> [TASK TO COMPLETE]: Select and copy every line in the rows below that contains the word "white". Matching is case-sensitive.

> [RECORD EXTRACTS]:

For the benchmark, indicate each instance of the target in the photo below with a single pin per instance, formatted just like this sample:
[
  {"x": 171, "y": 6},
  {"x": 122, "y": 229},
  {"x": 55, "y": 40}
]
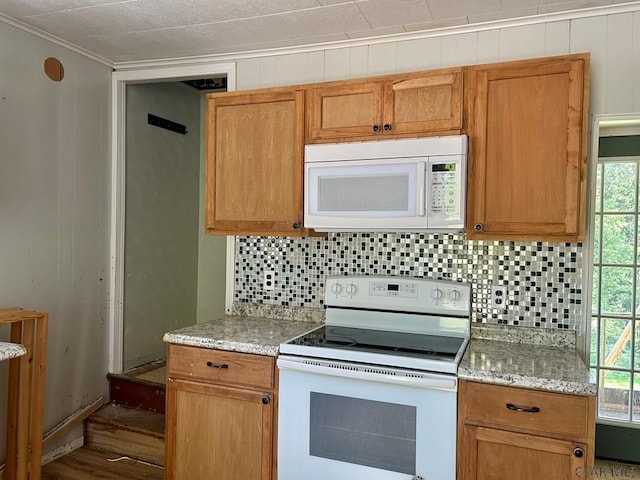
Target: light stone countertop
[
  {"x": 238, "y": 333},
  {"x": 553, "y": 368},
  {"x": 11, "y": 350}
]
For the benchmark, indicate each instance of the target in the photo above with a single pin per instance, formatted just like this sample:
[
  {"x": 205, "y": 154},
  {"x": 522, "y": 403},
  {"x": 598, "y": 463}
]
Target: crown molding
[{"x": 619, "y": 8}]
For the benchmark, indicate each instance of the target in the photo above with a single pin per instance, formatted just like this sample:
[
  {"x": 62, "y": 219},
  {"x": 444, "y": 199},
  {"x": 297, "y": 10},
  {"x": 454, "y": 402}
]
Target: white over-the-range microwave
[{"x": 415, "y": 184}]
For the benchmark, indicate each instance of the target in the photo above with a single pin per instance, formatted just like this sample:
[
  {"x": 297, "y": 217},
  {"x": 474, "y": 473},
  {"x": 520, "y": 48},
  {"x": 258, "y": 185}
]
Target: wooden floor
[{"x": 88, "y": 464}]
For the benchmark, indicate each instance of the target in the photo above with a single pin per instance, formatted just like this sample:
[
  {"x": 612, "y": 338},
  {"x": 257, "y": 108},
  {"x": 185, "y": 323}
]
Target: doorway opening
[{"x": 165, "y": 272}]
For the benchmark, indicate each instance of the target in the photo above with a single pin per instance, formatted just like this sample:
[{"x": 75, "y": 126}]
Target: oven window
[{"x": 364, "y": 432}]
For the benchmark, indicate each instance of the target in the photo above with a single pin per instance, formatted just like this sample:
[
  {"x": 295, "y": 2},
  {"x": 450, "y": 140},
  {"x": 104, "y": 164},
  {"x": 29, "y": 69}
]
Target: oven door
[{"x": 341, "y": 420}]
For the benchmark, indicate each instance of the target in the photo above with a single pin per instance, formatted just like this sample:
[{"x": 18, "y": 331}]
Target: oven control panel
[{"x": 398, "y": 293}]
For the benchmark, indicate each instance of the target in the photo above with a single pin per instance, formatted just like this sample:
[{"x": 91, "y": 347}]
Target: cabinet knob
[
  {"x": 217, "y": 365},
  {"x": 516, "y": 408}
]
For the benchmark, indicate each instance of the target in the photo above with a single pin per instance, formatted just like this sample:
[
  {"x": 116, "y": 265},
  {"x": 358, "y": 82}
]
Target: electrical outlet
[
  {"x": 498, "y": 296},
  {"x": 269, "y": 281}
]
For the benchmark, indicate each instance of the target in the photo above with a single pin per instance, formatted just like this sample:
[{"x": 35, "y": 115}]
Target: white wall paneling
[
  {"x": 557, "y": 38},
  {"x": 589, "y": 35},
  {"x": 522, "y": 42},
  {"x": 488, "y": 46},
  {"x": 459, "y": 49},
  {"x": 54, "y": 194},
  {"x": 619, "y": 70},
  {"x": 382, "y": 59},
  {"x": 635, "y": 54},
  {"x": 422, "y": 54}
]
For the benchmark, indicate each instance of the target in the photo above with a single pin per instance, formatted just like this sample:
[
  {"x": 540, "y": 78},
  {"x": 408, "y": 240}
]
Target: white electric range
[{"x": 372, "y": 393}]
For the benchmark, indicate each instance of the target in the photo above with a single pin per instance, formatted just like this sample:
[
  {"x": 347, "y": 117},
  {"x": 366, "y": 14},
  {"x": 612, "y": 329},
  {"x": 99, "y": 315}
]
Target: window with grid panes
[{"x": 615, "y": 321}]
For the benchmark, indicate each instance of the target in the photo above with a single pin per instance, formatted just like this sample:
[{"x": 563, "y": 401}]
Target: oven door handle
[{"x": 368, "y": 372}]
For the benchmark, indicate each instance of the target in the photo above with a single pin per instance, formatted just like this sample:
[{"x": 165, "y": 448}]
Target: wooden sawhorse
[{"x": 25, "y": 404}]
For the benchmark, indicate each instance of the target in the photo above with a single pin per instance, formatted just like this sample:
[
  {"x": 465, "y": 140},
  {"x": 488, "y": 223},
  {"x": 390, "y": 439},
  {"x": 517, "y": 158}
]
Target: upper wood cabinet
[
  {"x": 254, "y": 164},
  {"x": 527, "y": 126},
  {"x": 393, "y": 106}
]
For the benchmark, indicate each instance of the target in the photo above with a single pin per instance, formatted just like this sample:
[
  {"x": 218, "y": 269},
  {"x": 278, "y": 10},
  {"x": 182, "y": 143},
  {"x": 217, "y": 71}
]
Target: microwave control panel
[{"x": 445, "y": 189}]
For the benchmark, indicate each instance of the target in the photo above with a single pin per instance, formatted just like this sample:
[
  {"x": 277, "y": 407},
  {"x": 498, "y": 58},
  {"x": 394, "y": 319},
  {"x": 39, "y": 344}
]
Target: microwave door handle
[{"x": 422, "y": 187}]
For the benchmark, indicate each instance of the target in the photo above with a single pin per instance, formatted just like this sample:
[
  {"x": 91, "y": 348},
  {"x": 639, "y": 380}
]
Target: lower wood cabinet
[
  {"x": 517, "y": 434},
  {"x": 221, "y": 427}
]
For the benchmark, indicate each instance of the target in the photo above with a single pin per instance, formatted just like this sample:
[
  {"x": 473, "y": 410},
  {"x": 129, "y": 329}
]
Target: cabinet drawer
[
  {"x": 507, "y": 407},
  {"x": 221, "y": 367}
]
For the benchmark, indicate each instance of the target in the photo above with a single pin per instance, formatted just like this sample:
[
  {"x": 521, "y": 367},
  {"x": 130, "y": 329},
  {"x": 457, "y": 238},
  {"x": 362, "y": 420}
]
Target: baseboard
[
  {"x": 56, "y": 452},
  {"x": 62, "y": 450}
]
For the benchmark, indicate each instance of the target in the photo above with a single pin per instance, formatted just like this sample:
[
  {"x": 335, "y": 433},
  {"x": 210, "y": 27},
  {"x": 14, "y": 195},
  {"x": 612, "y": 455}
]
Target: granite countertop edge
[
  {"x": 551, "y": 367},
  {"x": 240, "y": 333},
  {"x": 525, "y": 381}
]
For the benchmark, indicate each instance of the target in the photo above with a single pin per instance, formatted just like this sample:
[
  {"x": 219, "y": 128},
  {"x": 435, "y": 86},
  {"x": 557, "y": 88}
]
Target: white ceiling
[{"x": 136, "y": 30}]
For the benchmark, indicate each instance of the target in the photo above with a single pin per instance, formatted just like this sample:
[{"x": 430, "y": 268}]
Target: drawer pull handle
[
  {"x": 515, "y": 408},
  {"x": 217, "y": 365}
]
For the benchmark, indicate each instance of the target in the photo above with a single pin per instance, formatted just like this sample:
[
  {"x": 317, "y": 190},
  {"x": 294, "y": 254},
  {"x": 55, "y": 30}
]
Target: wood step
[
  {"x": 127, "y": 431},
  {"x": 91, "y": 464},
  {"x": 142, "y": 387}
]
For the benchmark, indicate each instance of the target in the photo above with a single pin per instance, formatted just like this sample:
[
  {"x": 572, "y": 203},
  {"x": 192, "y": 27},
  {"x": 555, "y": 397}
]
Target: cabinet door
[
  {"x": 344, "y": 110},
  {"x": 527, "y": 154},
  {"x": 217, "y": 433},
  {"x": 498, "y": 455},
  {"x": 254, "y": 163},
  {"x": 425, "y": 102}
]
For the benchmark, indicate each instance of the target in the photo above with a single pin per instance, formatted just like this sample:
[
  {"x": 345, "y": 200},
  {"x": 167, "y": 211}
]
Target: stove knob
[
  {"x": 352, "y": 290},
  {"x": 336, "y": 289}
]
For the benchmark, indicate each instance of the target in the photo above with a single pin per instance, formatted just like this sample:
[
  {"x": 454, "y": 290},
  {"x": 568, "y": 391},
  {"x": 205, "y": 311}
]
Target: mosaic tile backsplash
[{"x": 542, "y": 280}]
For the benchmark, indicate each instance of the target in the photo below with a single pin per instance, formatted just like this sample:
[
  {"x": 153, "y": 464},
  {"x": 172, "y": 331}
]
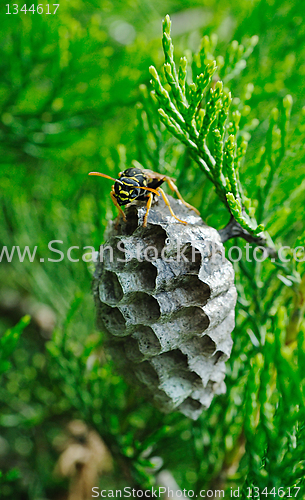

> [WORKED ANSWER]:
Target: white over-the-range microwave
Target: white wall paneling
Target: white electric range
Target: white ceiling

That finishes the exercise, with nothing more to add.